### Exercise brief
Please copy the listing word for word, beginning at its first line and stopping after the line that contains "46 26 L 49 25", with both ends included. Leave the picture out of your copy.

━━━━━ The data

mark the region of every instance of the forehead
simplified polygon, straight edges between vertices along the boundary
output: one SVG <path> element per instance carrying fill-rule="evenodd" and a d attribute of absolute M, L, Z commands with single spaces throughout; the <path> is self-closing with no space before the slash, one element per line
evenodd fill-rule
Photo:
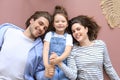
<path fill-rule="evenodd" d="M 64 15 L 62 14 L 56 14 L 54 19 L 66 19 Z"/>
<path fill-rule="evenodd" d="M 46 26 L 49 25 L 49 21 L 45 17 L 39 17 L 38 19 L 36 19 L 36 21 L 43 22 L 44 25 L 46 25 Z"/>

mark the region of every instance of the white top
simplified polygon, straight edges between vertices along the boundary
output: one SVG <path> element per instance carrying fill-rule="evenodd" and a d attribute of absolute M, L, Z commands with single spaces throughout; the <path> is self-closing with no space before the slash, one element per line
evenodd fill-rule
<path fill-rule="evenodd" d="M 73 46 L 73 39 L 72 39 L 72 36 L 68 33 L 66 33 L 67 36 L 65 37 L 64 35 L 59 35 L 57 33 L 54 32 L 54 37 L 60 37 L 60 38 L 65 38 L 66 39 L 66 45 L 70 45 L 70 46 Z M 50 39 L 52 37 L 52 32 L 48 32 L 46 35 L 45 35 L 45 41 L 48 41 L 50 42 Z"/>
<path fill-rule="evenodd" d="M 68 67 L 63 64 L 61 69 L 70 80 L 76 80 L 77 70 L 79 80 L 104 80 L 103 68 L 111 80 L 120 80 L 102 40 L 95 40 L 91 46 L 74 45 L 67 60 Z"/>
<path fill-rule="evenodd" d="M 0 80 L 24 80 L 28 51 L 33 41 L 23 32 L 9 28 L 0 52 Z"/>

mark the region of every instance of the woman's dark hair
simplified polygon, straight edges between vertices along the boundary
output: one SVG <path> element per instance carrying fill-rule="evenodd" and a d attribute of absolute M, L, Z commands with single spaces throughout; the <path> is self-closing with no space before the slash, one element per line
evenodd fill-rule
<path fill-rule="evenodd" d="M 54 23 L 54 18 L 57 14 L 60 14 L 60 15 L 63 15 L 66 20 L 67 20 L 67 23 L 68 23 L 68 14 L 67 14 L 67 11 L 65 10 L 64 7 L 62 6 L 55 6 L 55 9 L 54 9 L 54 13 L 53 13 L 53 21 L 52 23 Z M 53 27 L 53 24 L 52 24 L 52 27 L 51 27 L 51 31 L 55 31 L 55 28 Z M 68 32 L 68 27 L 66 28 L 65 32 Z"/>
<path fill-rule="evenodd" d="M 26 21 L 26 28 L 30 25 L 30 20 L 31 19 L 38 19 L 39 17 L 44 17 L 49 21 L 49 24 L 52 22 L 52 17 L 51 14 L 47 11 L 36 11 L 30 18 L 27 19 Z"/>
<path fill-rule="evenodd" d="M 77 17 L 72 18 L 69 21 L 70 32 L 72 34 L 71 28 L 74 23 L 79 23 L 80 25 L 88 28 L 88 38 L 90 41 L 93 41 L 97 38 L 98 32 L 100 30 L 100 26 L 94 21 L 93 18 L 90 18 L 86 15 L 79 15 Z M 75 41 L 76 42 L 76 41 Z"/>

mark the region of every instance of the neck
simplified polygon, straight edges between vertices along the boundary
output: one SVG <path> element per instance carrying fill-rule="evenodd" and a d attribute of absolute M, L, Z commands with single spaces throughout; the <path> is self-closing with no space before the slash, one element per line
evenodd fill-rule
<path fill-rule="evenodd" d="M 79 43 L 79 45 L 80 46 L 90 46 L 90 45 L 92 45 L 92 41 L 90 41 L 89 39 L 87 39 L 87 40 L 81 41 Z"/>

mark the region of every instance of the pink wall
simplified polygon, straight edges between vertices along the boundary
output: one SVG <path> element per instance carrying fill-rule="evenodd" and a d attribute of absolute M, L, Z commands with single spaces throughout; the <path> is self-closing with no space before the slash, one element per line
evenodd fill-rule
<path fill-rule="evenodd" d="M 98 38 L 106 42 L 111 62 L 120 76 L 120 29 L 110 29 L 99 4 L 99 0 L 0 0 L 0 24 L 11 22 L 25 28 L 24 22 L 34 11 L 52 13 L 55 5 L 63 5 L 70 18 L 79 14 L 92 16 L 102 27 Z"/>

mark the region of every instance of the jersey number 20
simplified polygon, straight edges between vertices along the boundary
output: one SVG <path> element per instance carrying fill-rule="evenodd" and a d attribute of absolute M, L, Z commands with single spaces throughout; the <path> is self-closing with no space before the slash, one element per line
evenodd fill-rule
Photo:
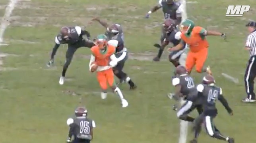
<path fill-rule="evenodd" d="M 89 122 L 88 121 L 80 122 L 80 134 L 84 135 L 90 134 Z"/>
<path fill-rule="evenodd" d="M 194 83 L 193 79 L 190 77 L 185 77 L 185 80 L 187 82 L 187 87 L 188 88 L 192 88 L 195 87 L 195 84 Z"/>

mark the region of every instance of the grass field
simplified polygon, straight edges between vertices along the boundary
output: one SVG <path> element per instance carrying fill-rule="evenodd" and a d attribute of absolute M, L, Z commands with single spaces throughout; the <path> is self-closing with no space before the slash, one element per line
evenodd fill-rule
<path fill-rule="evenodd" d="M 0 1 L 0 17 L 8 2 Z M 159 41 L 162 13 L 159 10 L 149 19 L 144 18 L 156 3 L 155 0 L 19 2 L 4 33 L 4 41 L 9 45 L 0 49 L 3 55 L 10 54 L 1 58 L 3 64 L 0 67 L 0 143 L 65 142 L 66 120 L 80 105 L 81 97 L 97 126 L 93 143 L 177 143 L 179 121 L 171 107 L 173 101 L 165 96 L 173 89 L 171 83 L 173 67 L 167 60 L 167 52 L 160 62 L 152 61 L 157 52 L 152 45 Z M 251 6 L 251 11 L 242 17 L 225 17 L 228 5 L 243 4 Z M 217 84 L 234 110 L 234 116 L 229 117 L 218 104 L 215 122 L 223 134 L 235 137 L 237 143 L 256 142 L 253 137 L 256 106 L 240 101 L 245 96 L 243 77 L 248 57 L 243 49 L 247 34 L 244 25 L 250 18 L 255 20 L 255 0 L 205 0 L 187 4 L 188 17 L 196 24 L 227 35 L 227 42 L 220 37 L 208 38 L 210 46 L 207 64 L 211 66 Z M 62 86 L 58 80 L 66 45 L 59 49 L 55 66 L 46 66 L 60 28 L 86 25 L 95 16 L 124 27 L 130 54 L 125 71 L 138 86 L 134 91 L 130 91 L 126 85 L 120 87 L 130 103 L 127 108 L 122 108 L 114 94 L 106 100 L 101 99 L 95 75 L 89 71 L 88 49 L 76 52 L 66 74 L 68 80 Z M 96 23 L 87 29 L 94 36 L 105 30 Z M 225 78 L 222 73 L 237 78 L 239 83 Z M 200 82 L 202 75 L 195 72 L 192 75 Z M 192 137 L 190 133 L 188 139 Z M 199 141 L 221 142 L 205 133 Z"/>

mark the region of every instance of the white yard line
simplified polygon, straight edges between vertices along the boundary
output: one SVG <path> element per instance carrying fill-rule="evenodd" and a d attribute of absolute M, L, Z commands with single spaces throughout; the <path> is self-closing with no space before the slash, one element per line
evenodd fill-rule
<path fill-rule="evenodd" d="M 4 41 L 4 34 L 7 26 L 9 25 L 8 21 L 17 1 L 18 0 L 10 0 L 8 6 L 5 9 L 5 13 L 2 19 L 1 25 L 0 25 L 0 47 L 2 45 L 6 45 L 2 43 Z"/>
<path fill-rule="evenodd" d="M 182 13 L 182 21 L 184 21 L 188 18 L 186 12 L 186 0 L 180 0 L 180 2 L 183 5 L 183 12 Z M 181 100 L 180 104 L 182 105 L 185 102 L 183 100 Z M 180 137 L 178 139 L 178 143 L 186 143 L 188 136 L 188 122 L 180 120 Z"/>
<path fill-rule="evenodd" d="M 233 83 L 239 83 L 239 81 L 238 79 L 236 78 L 235 78 L 225 73 L 222 73 L 221 75 L 226 79 L 230 80 L 231 81 L 232 81 Z"/>

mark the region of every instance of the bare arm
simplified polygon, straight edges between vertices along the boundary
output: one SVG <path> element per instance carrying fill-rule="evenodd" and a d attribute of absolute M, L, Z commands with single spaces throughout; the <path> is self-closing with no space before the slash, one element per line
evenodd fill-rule
<path fill-rule="evenodd" d="M 245 43 L 245 49 L 246 50 L 250 50 L 251 49 L 251 47 L 252 47 L 252 44 L 253 43 L 252 41 L 254 40 L 255 40 L 254 37 L 250 35 L 249 35 L 247 37 L 247 39 L 246 40 L 246 43 Z"/>

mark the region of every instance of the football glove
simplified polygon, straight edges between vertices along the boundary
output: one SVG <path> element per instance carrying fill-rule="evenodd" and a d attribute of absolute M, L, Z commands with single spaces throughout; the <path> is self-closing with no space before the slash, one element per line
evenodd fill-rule
<path fill-rule="evenodd" d="M 54 63 L 53 59 L 52 58 L 49 61 L 49 62 L 48 62 L 47 65 L 48 67 L 50 67 L 53 64 L 53 63 Z"/>

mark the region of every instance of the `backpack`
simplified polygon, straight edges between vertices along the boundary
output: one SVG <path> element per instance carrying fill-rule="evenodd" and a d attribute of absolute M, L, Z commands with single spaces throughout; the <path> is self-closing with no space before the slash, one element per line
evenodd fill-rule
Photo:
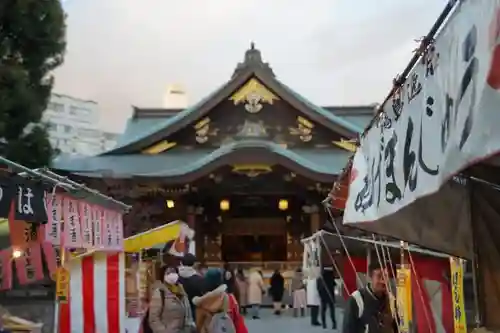
<path fill-rule="evenodd" d="M 356 305 L 358 306 L 358 318 L 363 316 L 363 312 L 365 311 L 365 301 L 363 300 L 363 296 L 359 290 L 356 290 L 351 294 L 351 296 L 356 301 Z"/>
<path fill-rule="evenodd" d="M 160 296 L 161 296 L 160 316 L 162 316 L 163 315 L 163 308 L 165 307 L 165 290 L 160 289 Z M 148 309 L 148 311 L 146 311 L 146 315 L 144 316 L 144 319 L 142 320 L 142 333 L 153 333 L 151 326 L 149 326 L 149 309 Z"/>
<path fill-rule="evenodd" d="M 233 320 L 229 316 L 229 300 L 228 296 L 224 297 L 224 306 L 222 311 L 216 312 L 210 318 L 207 326 L 207 333 L 236 333 L 236 327 Z"/>

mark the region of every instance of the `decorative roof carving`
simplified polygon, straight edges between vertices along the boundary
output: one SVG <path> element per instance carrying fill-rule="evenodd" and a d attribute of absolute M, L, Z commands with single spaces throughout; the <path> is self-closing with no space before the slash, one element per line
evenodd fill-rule
<path fill-rule="evenodd" d="M 260 50 L 255 48 L 254 42 L 250 43 L 250 48 L 245 52 L 245 59 L 243 60 L 243 62 L 238 63 L 238 65 L 236 66 L 233 77 L 235 77 L 245 69 L 260 69 L 274 76 L 274 72 L 271 66 L 269 66 L 269 63 L 262 61 Z"/>

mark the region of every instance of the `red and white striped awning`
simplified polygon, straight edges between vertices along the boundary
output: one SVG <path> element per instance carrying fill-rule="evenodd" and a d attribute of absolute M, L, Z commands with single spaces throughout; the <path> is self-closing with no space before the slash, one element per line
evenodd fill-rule
<path fill-rule="evenodd" d="M 68 263 L 70 295 L 56 307 L 56 333 L 125 332 L 124 253 L 94 253 Z"/>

━━━━━━━━━━

### Exercise output
mark the region of every instance of the forehead
simplified polygon, straight edges between vertices along the boundary
output: one SVG <path> element per instance carrying fill-rule="evenodd" and a d attribute of absolute M, L, Z commands with single spaces throughout; the <path> is self-closing with no space before the slash, one element per line
evenodd fill-rule
Photo:
<path fill-rule="evenodd" d="M 64 15 L 62 14 L 56 14 L 54 19 L 66 19 Z"/>
<path fill-rule="evenodd" d="M 46 26 L 49 25 L 49 21 L 45 17 L 39 17 L 38 19 L 36 19 L 36 21 L 43 22 L 44 25 L 46 25 Z"/>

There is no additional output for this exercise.